▶ _DATASET RECORDS_
::::

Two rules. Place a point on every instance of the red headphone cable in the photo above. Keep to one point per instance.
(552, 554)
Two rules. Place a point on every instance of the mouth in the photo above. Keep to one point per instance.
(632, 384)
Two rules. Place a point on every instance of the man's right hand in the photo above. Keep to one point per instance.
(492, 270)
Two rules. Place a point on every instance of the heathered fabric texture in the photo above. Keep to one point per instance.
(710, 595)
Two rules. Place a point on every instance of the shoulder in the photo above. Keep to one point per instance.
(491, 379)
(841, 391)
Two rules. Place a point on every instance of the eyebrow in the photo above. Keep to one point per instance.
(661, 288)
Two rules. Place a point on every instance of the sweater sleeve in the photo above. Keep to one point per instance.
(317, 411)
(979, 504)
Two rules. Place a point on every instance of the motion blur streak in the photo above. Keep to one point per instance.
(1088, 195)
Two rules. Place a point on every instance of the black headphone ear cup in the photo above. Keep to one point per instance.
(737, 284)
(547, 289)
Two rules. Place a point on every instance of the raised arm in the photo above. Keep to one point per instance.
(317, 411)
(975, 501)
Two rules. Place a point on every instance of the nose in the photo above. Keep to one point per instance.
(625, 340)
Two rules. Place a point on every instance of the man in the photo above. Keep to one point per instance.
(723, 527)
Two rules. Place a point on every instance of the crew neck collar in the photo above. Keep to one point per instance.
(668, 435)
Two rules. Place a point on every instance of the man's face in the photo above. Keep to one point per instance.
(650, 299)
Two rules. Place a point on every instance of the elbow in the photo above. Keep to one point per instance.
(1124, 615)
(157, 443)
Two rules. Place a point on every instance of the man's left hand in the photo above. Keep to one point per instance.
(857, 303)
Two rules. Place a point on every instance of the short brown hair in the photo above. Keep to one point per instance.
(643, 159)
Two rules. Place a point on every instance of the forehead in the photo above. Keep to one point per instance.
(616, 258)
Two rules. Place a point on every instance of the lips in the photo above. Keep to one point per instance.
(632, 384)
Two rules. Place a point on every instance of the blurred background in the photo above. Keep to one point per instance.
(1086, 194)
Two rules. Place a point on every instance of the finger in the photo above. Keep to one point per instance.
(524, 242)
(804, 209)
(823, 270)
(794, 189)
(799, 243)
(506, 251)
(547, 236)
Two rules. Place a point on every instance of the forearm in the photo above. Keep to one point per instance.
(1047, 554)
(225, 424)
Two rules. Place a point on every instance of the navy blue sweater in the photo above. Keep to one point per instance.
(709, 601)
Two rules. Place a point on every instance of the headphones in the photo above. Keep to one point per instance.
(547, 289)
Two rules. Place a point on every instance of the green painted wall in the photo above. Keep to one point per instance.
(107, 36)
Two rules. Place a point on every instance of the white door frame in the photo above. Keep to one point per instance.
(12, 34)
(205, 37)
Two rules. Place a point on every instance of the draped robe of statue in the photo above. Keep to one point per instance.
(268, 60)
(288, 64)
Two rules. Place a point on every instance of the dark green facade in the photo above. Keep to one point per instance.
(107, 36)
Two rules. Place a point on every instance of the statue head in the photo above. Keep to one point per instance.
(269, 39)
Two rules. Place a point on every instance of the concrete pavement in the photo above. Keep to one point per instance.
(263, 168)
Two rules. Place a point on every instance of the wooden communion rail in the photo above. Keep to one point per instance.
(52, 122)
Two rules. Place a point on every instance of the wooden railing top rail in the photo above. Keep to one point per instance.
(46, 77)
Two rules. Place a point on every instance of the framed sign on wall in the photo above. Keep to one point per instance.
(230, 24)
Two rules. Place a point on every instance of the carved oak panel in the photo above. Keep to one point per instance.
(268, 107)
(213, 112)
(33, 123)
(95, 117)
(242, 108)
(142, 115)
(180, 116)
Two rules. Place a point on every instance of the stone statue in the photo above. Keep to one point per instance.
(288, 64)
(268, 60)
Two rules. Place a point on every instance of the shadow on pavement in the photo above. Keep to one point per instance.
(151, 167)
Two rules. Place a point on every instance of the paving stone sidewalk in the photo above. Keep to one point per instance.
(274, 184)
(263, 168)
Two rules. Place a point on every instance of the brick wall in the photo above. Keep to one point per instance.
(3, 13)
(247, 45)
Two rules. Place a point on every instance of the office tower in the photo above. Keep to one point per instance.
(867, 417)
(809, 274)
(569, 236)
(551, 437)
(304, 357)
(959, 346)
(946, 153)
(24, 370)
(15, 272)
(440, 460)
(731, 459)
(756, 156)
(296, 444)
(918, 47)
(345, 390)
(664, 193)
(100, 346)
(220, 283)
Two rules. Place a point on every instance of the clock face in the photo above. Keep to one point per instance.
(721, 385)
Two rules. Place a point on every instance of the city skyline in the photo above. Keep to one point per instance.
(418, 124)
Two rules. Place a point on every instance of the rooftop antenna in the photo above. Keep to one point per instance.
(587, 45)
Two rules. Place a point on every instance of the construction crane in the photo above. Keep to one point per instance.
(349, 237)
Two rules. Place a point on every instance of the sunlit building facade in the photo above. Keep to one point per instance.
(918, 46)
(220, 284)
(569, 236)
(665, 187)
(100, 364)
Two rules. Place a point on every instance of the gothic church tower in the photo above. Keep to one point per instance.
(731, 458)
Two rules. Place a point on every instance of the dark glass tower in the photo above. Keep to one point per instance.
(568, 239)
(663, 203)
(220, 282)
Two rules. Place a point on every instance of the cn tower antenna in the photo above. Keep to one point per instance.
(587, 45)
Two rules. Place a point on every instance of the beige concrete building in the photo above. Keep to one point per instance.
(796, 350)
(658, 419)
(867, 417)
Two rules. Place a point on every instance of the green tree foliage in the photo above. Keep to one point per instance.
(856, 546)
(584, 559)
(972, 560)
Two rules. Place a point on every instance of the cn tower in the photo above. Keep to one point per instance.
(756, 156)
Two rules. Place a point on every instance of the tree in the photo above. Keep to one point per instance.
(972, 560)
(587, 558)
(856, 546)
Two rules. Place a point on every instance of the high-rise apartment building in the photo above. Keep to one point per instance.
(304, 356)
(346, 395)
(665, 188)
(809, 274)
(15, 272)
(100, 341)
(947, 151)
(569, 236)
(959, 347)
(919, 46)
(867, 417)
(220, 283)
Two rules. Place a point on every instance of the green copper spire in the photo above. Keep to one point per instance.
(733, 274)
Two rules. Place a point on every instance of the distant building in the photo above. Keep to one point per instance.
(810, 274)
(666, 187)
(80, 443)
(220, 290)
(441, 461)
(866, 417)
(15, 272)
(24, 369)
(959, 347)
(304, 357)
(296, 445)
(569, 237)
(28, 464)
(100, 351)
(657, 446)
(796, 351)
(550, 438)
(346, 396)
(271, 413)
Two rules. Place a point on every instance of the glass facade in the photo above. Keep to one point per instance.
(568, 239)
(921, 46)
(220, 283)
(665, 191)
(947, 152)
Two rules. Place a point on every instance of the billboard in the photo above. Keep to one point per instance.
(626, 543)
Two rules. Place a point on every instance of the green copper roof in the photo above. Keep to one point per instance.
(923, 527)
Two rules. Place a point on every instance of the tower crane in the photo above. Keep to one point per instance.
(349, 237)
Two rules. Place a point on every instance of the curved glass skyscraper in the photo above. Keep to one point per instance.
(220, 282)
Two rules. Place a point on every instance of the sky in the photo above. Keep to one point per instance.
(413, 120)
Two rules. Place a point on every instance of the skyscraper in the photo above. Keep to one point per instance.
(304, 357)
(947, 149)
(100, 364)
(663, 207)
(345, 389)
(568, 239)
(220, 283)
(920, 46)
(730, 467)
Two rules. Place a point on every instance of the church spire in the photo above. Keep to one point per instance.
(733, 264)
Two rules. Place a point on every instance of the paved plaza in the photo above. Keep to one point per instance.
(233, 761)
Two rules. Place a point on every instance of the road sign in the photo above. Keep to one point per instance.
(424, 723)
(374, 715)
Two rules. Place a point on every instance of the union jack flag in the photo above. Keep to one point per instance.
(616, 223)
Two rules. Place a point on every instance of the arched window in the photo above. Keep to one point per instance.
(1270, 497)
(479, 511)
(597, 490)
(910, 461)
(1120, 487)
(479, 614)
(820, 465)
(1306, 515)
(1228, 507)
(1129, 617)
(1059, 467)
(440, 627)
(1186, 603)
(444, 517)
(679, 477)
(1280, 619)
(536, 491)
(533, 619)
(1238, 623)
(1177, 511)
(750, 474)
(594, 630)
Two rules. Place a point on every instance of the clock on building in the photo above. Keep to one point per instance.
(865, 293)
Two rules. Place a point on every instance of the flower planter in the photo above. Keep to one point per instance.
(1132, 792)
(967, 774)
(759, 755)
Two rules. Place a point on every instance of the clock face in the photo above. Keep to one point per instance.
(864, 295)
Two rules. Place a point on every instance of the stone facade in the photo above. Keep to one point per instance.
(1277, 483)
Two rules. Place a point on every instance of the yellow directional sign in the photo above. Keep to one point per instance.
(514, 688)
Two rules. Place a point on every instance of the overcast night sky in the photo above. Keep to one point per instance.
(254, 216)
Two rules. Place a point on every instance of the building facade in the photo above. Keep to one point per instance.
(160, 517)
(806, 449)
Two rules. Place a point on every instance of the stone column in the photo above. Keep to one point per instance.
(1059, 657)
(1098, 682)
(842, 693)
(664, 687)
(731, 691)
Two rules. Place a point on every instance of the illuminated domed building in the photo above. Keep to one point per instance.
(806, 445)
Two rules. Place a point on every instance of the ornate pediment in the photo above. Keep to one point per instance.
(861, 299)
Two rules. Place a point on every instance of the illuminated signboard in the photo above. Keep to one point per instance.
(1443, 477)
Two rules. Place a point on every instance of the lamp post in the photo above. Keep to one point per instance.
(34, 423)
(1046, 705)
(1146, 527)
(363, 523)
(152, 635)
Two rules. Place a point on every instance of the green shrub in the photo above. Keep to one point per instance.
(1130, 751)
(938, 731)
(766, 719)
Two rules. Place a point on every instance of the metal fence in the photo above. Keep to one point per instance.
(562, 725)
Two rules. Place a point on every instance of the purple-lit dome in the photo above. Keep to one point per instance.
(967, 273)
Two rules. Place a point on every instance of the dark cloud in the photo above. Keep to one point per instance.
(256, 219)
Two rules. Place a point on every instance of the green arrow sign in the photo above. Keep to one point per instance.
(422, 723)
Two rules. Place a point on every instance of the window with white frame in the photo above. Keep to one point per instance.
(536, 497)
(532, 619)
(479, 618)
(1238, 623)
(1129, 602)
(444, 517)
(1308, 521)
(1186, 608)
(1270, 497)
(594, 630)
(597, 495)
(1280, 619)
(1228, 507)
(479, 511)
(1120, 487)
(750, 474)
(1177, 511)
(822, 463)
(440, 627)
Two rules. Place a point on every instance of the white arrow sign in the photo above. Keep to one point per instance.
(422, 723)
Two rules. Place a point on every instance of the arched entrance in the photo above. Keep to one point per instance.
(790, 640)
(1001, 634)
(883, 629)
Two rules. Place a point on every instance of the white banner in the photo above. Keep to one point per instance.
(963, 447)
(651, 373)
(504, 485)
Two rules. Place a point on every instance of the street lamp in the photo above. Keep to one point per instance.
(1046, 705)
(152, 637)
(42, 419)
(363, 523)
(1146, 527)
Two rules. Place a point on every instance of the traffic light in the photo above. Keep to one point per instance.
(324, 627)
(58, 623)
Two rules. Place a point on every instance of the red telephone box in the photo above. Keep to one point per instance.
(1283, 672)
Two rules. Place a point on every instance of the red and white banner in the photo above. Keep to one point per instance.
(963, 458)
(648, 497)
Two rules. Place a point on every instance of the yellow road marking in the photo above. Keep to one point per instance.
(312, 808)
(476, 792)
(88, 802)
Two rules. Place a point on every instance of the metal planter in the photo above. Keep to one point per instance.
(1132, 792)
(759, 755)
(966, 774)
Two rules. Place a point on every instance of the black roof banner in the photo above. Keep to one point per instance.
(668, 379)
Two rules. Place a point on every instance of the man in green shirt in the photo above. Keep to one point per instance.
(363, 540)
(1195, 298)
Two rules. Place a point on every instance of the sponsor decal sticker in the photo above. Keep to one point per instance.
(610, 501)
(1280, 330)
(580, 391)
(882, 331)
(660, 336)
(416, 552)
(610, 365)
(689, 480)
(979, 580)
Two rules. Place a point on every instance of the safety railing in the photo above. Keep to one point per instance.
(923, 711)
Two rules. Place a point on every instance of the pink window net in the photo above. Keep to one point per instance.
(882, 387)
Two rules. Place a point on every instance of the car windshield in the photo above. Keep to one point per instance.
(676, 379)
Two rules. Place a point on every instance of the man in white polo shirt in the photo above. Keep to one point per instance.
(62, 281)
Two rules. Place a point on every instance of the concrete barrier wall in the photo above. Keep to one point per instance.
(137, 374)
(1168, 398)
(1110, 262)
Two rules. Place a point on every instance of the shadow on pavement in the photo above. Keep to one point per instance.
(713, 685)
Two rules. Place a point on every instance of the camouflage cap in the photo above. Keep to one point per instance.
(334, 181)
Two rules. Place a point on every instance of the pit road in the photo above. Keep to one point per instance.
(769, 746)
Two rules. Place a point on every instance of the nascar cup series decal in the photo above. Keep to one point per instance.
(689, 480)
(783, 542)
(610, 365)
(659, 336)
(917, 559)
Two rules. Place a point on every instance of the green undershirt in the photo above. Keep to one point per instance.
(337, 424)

::::

▶ _TASK PROMPT_
Each line from the one that holds "Two rules. Place a point on every instance of the nascar" to the end of the records above should be transcribed exactly, both ends included.

▶ _TASK ANSWER_
Two rules. Place a point on every instance of the nascar cup series decal in the photo above. Keep to one point per instance.
(689, 480)
(783, 542)
(610, 365)
(659, 336)
(917, 559)
Two rules. Place a point on every instance of the green undershirt in the photo above. Keep to one point per instance.
(337, 424)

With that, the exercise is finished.